• [SUPPLIED RECORDS]
* * * * * * *

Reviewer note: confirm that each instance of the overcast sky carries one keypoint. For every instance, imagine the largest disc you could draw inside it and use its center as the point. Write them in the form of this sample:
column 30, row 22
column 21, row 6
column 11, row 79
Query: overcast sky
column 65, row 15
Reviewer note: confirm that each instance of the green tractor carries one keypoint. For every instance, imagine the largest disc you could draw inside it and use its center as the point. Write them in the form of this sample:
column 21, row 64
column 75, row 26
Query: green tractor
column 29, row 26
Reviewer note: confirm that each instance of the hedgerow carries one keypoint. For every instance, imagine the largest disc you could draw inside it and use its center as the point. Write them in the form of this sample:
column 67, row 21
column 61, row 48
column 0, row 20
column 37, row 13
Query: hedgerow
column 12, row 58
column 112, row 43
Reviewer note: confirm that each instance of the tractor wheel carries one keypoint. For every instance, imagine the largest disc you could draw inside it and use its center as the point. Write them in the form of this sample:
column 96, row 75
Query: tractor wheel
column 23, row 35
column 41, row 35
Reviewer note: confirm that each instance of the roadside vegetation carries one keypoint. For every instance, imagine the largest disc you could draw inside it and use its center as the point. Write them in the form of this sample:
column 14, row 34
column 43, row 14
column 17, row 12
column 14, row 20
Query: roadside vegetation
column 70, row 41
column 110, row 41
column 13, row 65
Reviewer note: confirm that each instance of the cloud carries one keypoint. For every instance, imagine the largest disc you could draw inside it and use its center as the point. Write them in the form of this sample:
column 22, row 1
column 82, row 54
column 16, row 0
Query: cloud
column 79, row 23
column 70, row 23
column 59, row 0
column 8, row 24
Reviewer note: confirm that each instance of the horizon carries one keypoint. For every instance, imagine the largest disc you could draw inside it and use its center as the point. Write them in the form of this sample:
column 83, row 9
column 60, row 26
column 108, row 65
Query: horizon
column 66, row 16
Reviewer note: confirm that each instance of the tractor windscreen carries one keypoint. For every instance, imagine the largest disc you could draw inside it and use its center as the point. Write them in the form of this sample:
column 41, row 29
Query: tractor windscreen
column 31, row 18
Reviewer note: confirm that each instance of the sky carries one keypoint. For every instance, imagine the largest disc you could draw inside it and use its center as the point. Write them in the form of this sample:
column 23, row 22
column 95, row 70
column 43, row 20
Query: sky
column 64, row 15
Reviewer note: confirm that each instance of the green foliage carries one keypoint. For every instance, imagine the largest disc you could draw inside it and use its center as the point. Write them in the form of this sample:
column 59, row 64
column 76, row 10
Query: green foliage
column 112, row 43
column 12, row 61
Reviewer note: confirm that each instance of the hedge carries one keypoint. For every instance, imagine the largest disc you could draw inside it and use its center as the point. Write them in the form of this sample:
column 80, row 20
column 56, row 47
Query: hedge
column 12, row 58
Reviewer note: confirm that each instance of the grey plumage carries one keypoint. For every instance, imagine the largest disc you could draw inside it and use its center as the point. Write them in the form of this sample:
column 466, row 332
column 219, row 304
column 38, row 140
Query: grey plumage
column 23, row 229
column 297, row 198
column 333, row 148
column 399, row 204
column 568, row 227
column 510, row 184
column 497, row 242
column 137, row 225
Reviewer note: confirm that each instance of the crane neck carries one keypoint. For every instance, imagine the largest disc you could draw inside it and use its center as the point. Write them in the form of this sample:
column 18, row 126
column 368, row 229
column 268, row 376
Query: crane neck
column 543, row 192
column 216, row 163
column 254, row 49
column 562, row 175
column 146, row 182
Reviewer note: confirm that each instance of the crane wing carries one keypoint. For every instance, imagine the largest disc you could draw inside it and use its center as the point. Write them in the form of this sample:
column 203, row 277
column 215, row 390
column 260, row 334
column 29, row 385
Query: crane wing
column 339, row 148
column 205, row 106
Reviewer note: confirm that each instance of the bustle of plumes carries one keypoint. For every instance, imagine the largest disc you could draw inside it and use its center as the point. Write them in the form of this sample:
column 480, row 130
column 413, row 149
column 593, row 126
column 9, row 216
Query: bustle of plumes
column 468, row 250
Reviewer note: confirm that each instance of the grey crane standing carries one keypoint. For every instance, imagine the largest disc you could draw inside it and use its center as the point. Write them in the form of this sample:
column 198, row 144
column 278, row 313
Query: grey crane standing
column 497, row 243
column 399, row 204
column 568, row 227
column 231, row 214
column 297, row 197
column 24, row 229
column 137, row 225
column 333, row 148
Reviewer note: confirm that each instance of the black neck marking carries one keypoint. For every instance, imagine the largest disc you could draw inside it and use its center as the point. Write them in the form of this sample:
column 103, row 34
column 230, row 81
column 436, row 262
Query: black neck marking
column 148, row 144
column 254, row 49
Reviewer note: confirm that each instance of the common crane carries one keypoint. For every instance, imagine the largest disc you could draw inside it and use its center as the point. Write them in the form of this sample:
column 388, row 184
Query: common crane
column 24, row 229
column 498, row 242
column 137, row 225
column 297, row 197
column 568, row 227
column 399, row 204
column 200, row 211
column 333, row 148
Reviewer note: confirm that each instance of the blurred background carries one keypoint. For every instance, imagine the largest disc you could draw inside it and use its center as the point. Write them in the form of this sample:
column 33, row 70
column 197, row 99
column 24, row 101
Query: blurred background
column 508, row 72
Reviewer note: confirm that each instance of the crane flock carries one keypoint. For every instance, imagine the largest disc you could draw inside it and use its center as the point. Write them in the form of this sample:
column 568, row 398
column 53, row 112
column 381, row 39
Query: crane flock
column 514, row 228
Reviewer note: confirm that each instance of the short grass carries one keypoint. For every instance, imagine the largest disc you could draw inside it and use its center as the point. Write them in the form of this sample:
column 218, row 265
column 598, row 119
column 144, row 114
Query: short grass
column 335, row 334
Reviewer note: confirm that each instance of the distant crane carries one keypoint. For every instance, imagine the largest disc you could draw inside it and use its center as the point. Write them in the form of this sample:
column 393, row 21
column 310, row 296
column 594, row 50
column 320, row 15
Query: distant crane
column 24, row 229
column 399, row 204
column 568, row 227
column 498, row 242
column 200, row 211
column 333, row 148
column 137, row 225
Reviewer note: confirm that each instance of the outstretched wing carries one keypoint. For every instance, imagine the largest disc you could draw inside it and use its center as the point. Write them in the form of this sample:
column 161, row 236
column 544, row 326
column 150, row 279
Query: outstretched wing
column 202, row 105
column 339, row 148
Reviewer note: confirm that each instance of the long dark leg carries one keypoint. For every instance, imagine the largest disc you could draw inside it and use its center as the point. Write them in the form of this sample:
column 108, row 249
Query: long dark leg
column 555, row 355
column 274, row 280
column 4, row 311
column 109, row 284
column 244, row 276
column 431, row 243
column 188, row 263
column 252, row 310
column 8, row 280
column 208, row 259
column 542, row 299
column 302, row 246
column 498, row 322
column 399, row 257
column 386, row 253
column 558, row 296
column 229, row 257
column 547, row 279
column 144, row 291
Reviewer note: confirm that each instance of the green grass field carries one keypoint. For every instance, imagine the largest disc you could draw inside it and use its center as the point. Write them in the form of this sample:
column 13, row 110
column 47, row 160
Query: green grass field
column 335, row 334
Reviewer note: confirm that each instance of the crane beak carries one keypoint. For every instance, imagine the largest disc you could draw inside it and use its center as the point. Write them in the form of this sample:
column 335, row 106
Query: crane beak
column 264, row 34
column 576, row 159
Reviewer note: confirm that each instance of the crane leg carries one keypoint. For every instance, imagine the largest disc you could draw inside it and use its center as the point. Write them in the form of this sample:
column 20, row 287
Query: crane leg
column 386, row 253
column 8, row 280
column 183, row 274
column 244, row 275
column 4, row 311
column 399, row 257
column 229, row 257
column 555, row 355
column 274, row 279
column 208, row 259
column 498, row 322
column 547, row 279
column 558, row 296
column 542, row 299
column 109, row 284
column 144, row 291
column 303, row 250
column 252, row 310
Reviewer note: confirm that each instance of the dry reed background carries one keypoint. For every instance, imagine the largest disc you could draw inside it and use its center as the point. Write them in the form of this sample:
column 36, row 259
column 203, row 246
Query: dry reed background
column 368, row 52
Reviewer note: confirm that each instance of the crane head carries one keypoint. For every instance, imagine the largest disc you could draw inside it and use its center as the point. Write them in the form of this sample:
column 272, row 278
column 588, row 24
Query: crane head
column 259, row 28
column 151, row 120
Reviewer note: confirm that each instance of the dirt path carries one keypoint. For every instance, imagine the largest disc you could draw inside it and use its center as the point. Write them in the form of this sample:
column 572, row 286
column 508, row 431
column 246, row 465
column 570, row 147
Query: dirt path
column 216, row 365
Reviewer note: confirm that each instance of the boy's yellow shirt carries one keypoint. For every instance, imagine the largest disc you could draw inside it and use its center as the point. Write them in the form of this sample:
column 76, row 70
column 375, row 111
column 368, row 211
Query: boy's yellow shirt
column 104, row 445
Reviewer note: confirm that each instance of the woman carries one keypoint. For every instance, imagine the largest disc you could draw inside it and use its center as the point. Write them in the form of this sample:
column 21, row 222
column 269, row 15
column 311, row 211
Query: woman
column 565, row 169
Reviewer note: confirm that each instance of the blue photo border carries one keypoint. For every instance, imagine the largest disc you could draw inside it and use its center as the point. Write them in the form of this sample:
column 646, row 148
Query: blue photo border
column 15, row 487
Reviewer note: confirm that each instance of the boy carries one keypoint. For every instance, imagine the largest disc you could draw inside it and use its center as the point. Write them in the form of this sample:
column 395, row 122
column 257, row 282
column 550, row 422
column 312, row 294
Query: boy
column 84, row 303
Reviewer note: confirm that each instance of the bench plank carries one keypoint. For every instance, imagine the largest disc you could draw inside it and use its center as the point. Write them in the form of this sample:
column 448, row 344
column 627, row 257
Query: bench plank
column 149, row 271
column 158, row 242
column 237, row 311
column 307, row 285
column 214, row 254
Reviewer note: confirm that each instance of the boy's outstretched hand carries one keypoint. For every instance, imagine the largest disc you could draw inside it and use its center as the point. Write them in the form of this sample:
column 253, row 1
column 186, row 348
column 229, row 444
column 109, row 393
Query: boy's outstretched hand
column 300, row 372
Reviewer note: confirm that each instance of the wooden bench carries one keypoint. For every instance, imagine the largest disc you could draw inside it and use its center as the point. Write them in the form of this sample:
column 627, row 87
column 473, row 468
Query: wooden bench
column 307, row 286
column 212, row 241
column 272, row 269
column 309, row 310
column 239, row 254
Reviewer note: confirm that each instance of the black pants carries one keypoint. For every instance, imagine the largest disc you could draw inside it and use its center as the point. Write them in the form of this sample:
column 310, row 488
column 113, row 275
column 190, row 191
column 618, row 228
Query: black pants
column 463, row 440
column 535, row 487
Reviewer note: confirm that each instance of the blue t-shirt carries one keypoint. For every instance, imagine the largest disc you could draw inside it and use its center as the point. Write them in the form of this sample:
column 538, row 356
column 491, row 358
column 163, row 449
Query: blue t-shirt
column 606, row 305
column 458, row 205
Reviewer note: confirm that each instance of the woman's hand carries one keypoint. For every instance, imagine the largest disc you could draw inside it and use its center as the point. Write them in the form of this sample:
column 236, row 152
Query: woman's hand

* * * * * * *

• [EXERCISE GOAL] Copy the entries above word for word, starting at their first line and ending with the line that contains "column 13, row 65", including that line. Write nothing past it.

• [TASK RESULT]
Reviewer note: confirm that each instance of the overcast sky carries one keypoint. For every instance, imagine the largest disc you could draw inside it and use its center as the point. Write them in the form of this sample:
column 30, row 22
column 21, row 6
column 11, row 79
Query: overcast sky
column 65, row 15
Reviewer note: confirm that each instance of the green tractor carries one keypoint. For every instance, imagine the largest disc you could draw inside it and use its center as the point. Write them in the form of this sample:
column 21, row 64
column 75, row 26
Query: green tractor
column 29, row 26
Reviewer note: confirm that each instance of the hedgerow carries one keypoint. For every instance, imagine the largest disc you could draw inside it and use its center as the point. Write them in the form of this sample:
column 67, row 21
column 61, row 48
column 0, row 20
column 37, row 13
Query: hedgerow
column 12, row 58
column 112, row 43
Reviewer note: confirm that each instance of the tractor wheel carries one keypoint. For every instance, imagine the largest disc you could draw inside it and use its center as the point. Write them in the form of this sample:
column 96, row 75
Query: tractor wheel
column 23, row 35
column 41, row 35
Reviewer note: confirm that each instance of the roadside vegetation carries one keypoint. For every instance, imagine the largest disc you could draw inside it and use its center as the point. Write them in the form of this sample:
column 14, row 34
column 43, row 14
column 17, row 12
column 14, row 20
Query: roadside vegetation
column 70, row 41
column 110, row 41
column 13, row 65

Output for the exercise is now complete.